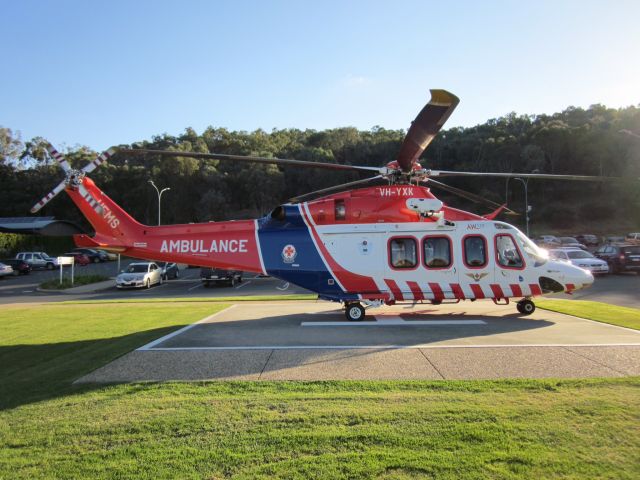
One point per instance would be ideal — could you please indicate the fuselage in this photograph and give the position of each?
(390, 243)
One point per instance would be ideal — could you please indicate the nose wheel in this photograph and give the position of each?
(526, 306)
(354, 312)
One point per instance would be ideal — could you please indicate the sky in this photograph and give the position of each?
(107, 73)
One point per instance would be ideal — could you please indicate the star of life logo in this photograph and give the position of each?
(289, 253)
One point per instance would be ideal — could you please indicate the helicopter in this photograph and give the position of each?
(360, 243)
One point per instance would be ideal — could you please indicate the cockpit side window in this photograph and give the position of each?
(403, 253)
(507, 253)
(475, 251)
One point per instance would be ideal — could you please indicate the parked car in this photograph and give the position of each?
(20, 267)
(38, 260)
(588, 239)
(614, 239)
(570, 242)
(548, 241)
(170, 270)
(5, 270)
(140, 275)
(210, 276)
(95, 256)
(621, 258)
(580, 258)
(632, 238)
(79, 258)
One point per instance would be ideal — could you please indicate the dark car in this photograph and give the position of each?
(621, 258)
(170, 270)
(588, 239)
(80, 258)
(94, 256)
(20, 267)
(210, 276)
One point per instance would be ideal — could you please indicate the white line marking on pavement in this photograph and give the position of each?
(393, 321)
(382, 347)
(243, 284)
(149, 346)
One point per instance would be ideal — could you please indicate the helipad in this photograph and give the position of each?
(312, 341)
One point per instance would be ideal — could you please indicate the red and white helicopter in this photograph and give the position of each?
(363, 247)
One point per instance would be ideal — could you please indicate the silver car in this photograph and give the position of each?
(5, 270)
(580, 258)
(140, 275)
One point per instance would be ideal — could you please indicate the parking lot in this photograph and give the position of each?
(618, 289)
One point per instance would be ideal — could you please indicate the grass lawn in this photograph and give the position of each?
(447, 429)
(602, 312)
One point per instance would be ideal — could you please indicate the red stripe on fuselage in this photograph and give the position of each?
(477, 290)
(497, 291)
(352, 282)
(415, 289)
(457, 291)
(395, 290)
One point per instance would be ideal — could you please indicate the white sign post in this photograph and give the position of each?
(62, 261)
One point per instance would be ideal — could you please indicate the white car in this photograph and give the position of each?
(580, 258)
(140, 275)
(5, 270)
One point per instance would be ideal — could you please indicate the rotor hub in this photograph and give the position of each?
(74, 178)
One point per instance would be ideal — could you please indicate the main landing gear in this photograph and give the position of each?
(526, 306)
(354, 312)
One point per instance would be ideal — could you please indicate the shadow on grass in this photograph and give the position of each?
(32, 373)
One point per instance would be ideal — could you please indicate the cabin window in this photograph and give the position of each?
(475, 251)
(403, 253)
(340, 210)
(436, 252)
(507, 253)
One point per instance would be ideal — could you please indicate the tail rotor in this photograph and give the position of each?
(73, 178)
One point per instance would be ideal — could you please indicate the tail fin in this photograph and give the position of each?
(114, 227)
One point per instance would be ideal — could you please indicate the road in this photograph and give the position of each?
(621, 289)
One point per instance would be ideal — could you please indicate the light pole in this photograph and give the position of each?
(526, 201)
(159, 192)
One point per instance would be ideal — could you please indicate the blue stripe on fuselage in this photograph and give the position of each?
(307, 270)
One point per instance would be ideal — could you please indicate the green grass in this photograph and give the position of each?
(601, 312)
(44, 348)
(448, 429)
(55, 284)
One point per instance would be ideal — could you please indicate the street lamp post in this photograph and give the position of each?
(159, 192)
(526, 201)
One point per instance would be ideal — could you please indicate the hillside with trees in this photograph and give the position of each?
(576, 141)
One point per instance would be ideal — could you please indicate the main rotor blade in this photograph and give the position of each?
(465, 194)
(249, 158)
(544, 176)
(48, 197)
(426, 126)
(301, 198)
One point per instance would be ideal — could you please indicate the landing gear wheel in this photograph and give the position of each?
(526, 307)
(354, 312)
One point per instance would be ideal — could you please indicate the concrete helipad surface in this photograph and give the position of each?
(312, 341)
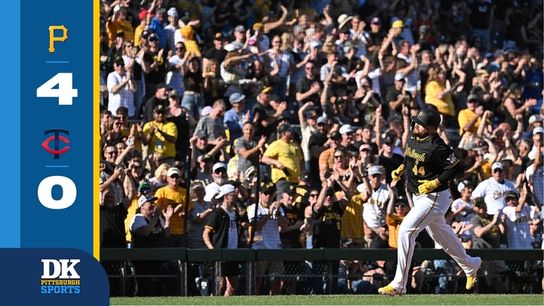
┄┄┄┄┄┄
Written exercise:
Turn every line of the records above into a numbered list, skipping blank lines and leaving out the pictures.

Final result:
1. One point per instance would be ideal — could you please indicate the fuselage in this photograph and give the position of each?
2. (390, 243)
3. One point per instance would be ideal — could you please indicate the nose wheel in this photograph and give the position of each?
4. (526, 306)
5. (354, 312)
6. One point per instance would be ideal — could you please indicate the sky in this photograph and give the position of each?
7. (107, 73)
8. One point per instance would be ideal — could you please indicate the star of life logo in this photograph and give the position of each?
9. (289, 253)
10. One point per instance would be ideal — could you please indicate the helicopter in this photograph and give the position of each?
11. (360, 243)
12. One point per instance would be ideal — could you please indicate the cockpit side window in this photograph and give the position of each?
13. (403, 253)
14. (507, 253)
15. (475, 251)
16. One point per instance would be ideal — could you please indicate the parked car in this photograph and give the position of each?
17. (20, 267)
18. (38, 260)
19. (588, 239)
20. (614, 239)
21. (570, 242)
22. (548, 241)
23. (170, 270)
24. (5, 270)
25. (140, 275)
26. (210, 276)
27. (95, 256)
28. (621, 258)
29. (580, 258)
30. (632, 238)
31. (79, 258)
32. One point per instance would be ideal — could you please indicate the dark car in this photograph and give the position of each?
33. (621, 258)
34. (170, 270)
35. (588, 239)
36. (80, 258)
37. (94, 256)
38. (20, 267)
39. (210, 276)
40. One point per instance would be ideal — could you please indicate the white line marking on pavement in this photograph and give the position of each?
41. (393, 321)
42. (382, 347)
43. (243, 284)
44. (149, 346)
45. One point per instance would be ideal — could you please indicate the helipad in this photograph and give the position of each?
46. (312, 341)
47. One point per instance would be ideal — could you please indicate the red and white helicopter in this photograph and give the position of each?
48. (363, 247)
49. One point per instance would be ideal — could you please indicate the silver car in this photograph and give the position of each?
50. (5, 270)
51. (580, 258)
52. (140, 275)
53. One point per instance would be ideal — could you please indicate the parking lot in this photograph and give the position of each?
54. (618, 289)
55. One point per instance would be ideal — could you please indicate the grass lawn in this photograph and give the position of each?
56. (447, 429)
57. (602, 312)
58. One point per instance would be ideal — could you please indicate the red stripe on fuselage in this photograph and give the position of each?
59. (477, 290)
60. (497, 291)
61. (352, 282)
62. (415, 289)
63. (457, 291)
64. (395, 290)
65. One point per instance would be ideal — could you please indicate the white sign post in this photograph and give the position of each?
66. (62, 261)
67. One point per instance would be ideal — could you please indicate the white car in this photograph and give the position of each?
68. (580, 258)
69. (140, 275)
70. (5, 270)
71. One point per instance would be ideal — could you please indicate the rotor hub in this photograph and give the position of each?
72. (74, 178)
73. One point per instance would be ideal — could you please indicate the main landing gear in this photograph and give the position of each?
74. (526, 306)
75. (354, 312)
76. One point per instance would be ideal — could you please indicate the shadow on grass in this photograph and give the position of each?
77. (32, 373)
78. One point per instance would be ideal — could you please indicate the cabin window in this photograph and give the position of each?
79. (475, 251)
80. (403, 253)
81. (340, 210)
82. (436, 252)
83. (507, 253)
84. One point per instance would be ideal — could you please indicate the tail rotor in this photograph and give the position of each?
85. (73, 178)
86. One point per instance would be ideal — could you please indicate the tail fin in this photograph and give the position of each?
87. (114, 227)
88. One point per instance would be ideal — could you please indicate the road in this photograph and give the position of each?
89. (621, 289)
90. One point per instance would be ideal — could you please indicate the light pole in this photograph and give the position of each?
91. (526, 201)
92. (159, 192)
93. One point per instance would be ideal — could you please indicate the blue stripe on fuselage in this photograph and give the position of each?
94. (307, 270)
95. One point per instance would be ideal — could you please indicate the green grass in this photograph and give the position of each?
96. (601, 312)
97. (44, 348)
98. (448, 429)
99. (55, 284)
100. One point per instance would be ideal — could you please indicate the street lamp post in this photograph and give the position of each?
101. (159, 192)
102. (526, 201)
103. One point per instance would be ideal — could you please indicate the hillside with trees in this photograph and give the position of each?
104. (576, 141)
105. One point per instance would be ideal — could you please indicate the main rotor blade in this photograph and give the position of each?
106. (465, 194)
107. (249, 158)
108. (544, 176)
109. (48, 197)
110. (426, 126)
111. (301, 198)
112. One point per instance would be ideal — could you please indicate the landing gear wheel in this photograph and give the position of each?
113. (526, 307)
114. (354, 312)
115. One point per instance would be ideal — could you please indicate the concrete helipad surface in this photograph and give the position of each?
116. (312, 341)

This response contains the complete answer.